**Selected excerpt:**
[start]
It's the sorest thumb, and if you take it out of the Comp I think you will find that 2014's version seems quaint compared to the outsized levels of the old days.

But Apple's market capitalization, as colossal as it is, must be viewed only as a function of its price-to-earnings multiple. Apples to apples still rules in 2014. Using a $9 earnings-per-share number for next year, to which the Apple consensus is gravitating, puts the stock at just about 12.5x earnings. That's cheap, almost 6 multiple points below the average stock in the S&P 500.

But Apple has fabulous growth characteristics, gigantic stock buybacks and large dividends, so the only thing unreasonable about Apple isn't its market capitalization. It's valuation.

Compare Apple's price-to-earnings ratio now to the 80x and 90x multiples to earnings that prevailed among most of the leaders back then -- that is, if there were earnings. Apple skews everything when it comes to this version of the Comp, both in the price of the average itself and in the average multiple at which the Comp trades. Skews it toward the cheap, not the expensive, unlike the leaders back them.

Plus, Apple's had an unbelievably humongous move from the top of 2000, when it was valued at $22 billion, and was the 31st biggest stock in the comp -- until now, when it is almost $300 billion larger than the runner-ups.
[end]
**Set of tasks:**
A. Pull out the stretch from "It's the sorest" through "capitalization. It's valuation." in the passage on Apple's valuation, copying it word for word.
B. According to the passage on Apple's valuation, how much was Apple valued at the top of 2000?

**Given data:**
[start]
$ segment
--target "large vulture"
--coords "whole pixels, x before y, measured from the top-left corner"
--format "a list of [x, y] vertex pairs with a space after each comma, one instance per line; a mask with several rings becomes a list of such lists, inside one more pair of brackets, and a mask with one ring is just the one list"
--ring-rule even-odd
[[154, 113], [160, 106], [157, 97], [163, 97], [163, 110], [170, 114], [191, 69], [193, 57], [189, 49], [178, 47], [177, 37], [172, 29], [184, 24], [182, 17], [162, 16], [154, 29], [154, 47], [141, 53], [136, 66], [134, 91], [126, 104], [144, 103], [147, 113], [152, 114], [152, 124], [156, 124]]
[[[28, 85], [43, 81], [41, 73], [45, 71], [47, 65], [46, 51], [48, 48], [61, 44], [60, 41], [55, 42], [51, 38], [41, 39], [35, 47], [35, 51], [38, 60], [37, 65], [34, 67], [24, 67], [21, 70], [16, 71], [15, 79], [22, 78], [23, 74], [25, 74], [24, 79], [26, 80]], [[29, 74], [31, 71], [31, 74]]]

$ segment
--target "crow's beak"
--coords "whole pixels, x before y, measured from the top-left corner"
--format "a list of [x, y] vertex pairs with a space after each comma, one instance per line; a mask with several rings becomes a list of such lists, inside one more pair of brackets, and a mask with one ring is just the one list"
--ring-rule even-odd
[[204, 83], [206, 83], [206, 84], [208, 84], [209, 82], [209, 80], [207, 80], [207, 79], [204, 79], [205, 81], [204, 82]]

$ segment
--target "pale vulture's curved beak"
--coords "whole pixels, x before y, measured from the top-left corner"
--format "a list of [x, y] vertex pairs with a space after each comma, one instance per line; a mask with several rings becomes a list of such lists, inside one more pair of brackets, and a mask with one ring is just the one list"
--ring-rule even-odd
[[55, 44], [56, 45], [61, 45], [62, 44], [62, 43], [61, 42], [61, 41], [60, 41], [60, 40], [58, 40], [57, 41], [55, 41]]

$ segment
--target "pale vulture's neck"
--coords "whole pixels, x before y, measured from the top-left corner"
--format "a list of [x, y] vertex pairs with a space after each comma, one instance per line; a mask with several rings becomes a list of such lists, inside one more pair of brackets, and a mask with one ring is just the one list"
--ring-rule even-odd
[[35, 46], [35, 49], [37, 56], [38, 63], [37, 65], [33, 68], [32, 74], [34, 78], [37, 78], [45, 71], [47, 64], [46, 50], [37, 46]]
[end]
**Final results:**
A.
It's the sorest thumb, and if you take it out of the Comp I think you will find that 2014's version seems quaint compared to the outsized levels of the old days.

But Apple's market capitalization, as colossal as it is, must be viewed only as a function of its price-to-earnings multiple. Apples to apples still rules in 2014. Using a $9 earnings-per-share number for next year, to which the Apple consensus is gravitating, puts the stock at just about 12.5x earnings. That's cheap, almost 6 multiple points below the average stock in the S&P 500.

But Apple has fabulous growth characteristics, gigantic stock buybacks and large dividends, so the only thing unreasonable about Apple isn't its market capitalization. It's valuation.

B. $22 billion.